Write out every line of the rows below with no changes, and leave the pictures out.

─── Source information

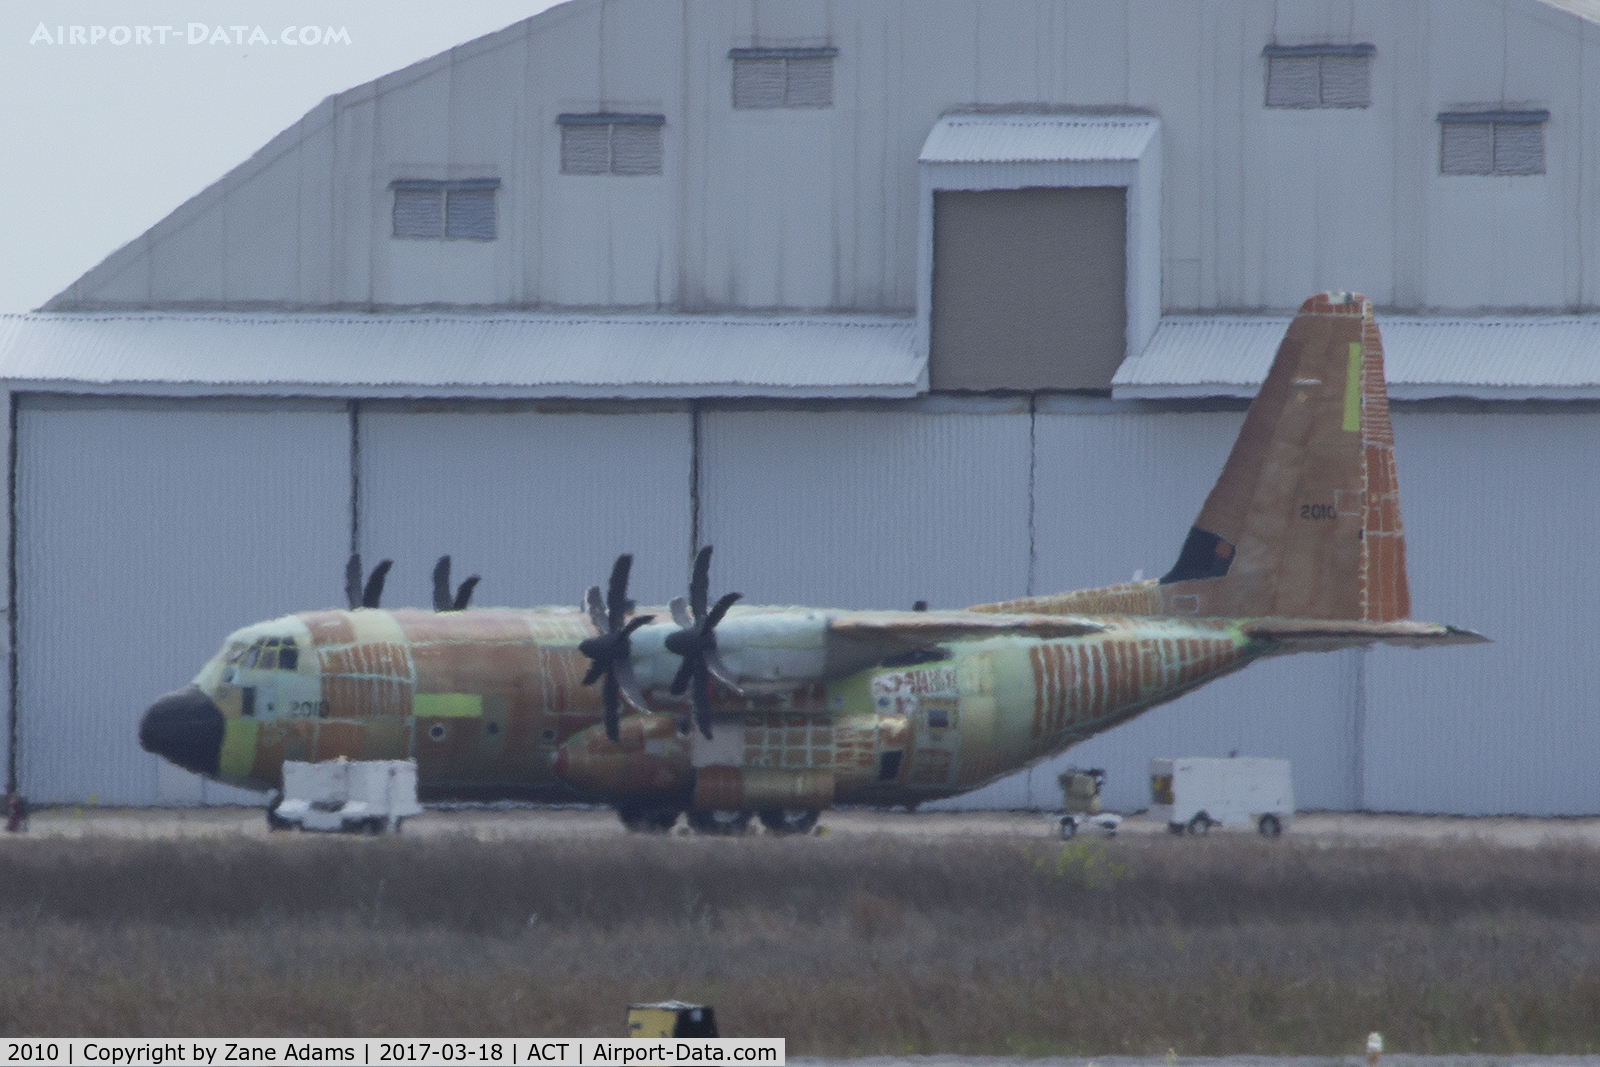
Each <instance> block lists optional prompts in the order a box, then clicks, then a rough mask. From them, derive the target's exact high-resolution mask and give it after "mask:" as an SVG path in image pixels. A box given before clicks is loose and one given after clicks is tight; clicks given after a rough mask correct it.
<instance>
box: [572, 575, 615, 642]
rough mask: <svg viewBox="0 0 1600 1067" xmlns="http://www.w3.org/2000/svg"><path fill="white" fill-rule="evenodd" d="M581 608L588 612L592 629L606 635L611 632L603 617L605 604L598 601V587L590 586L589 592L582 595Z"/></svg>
mask: <svg viewBox="0 0 1600 1067" xmlns="http://www.w3.org/2000/svg"><path fill="white" fill-rule="evenodd" d="M582 606H584V609H586V611H589V621H590V622H592V624H594V627H595V629H597V630H598V632H602V633H608V632H610V630H611V627H610V624H608V621H606V617H605V603H603V601H602V600H600V587H598V585H590V587H589V592H587V593H586V595H584V605H582ZM579 648H581V646H579Z"/></svg>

──────

#### [Answer area]
Each <instance> block lists optional prompts in the order a box, then clicks, then a rough mask. From them, derive the target's exact high-resolution mask and give it after "mask:" as an SVG path in image pixels. A box given before clicks is loose and one given after clicks is tight; clicks given after a rough mask correct it.
<instance>
box: [572, 575, 615, 642]
rough mask: <svg viewBox="0 0 1600 1067" xmlns="http://www.w3.org/2000/svg"><path fill="white" fill-rule="evenodd" d="M581 608L588 612L592 629L606 635L611 632L603 617L605 604L598 601V587L590 586L589 592L582 595Z"/></svg>
mask: <svg viewBox="0 0 1600 1067" xmlns="http://www.w3.org/2000/svg"><path fill="white" fill-rule="evenodd" d="M582 606H584V609H586V611H589V621H590V622H592V624H594V627H595V629H597V630H598V632H602V633H608V632H610V630H611V627H610V624H608V621H606V617H605V603H603V601H602V600H600V587H598V585H590V587H589V592H587V593H586V595H584V605H582ZM579 648H581V646H579Z"/></svg>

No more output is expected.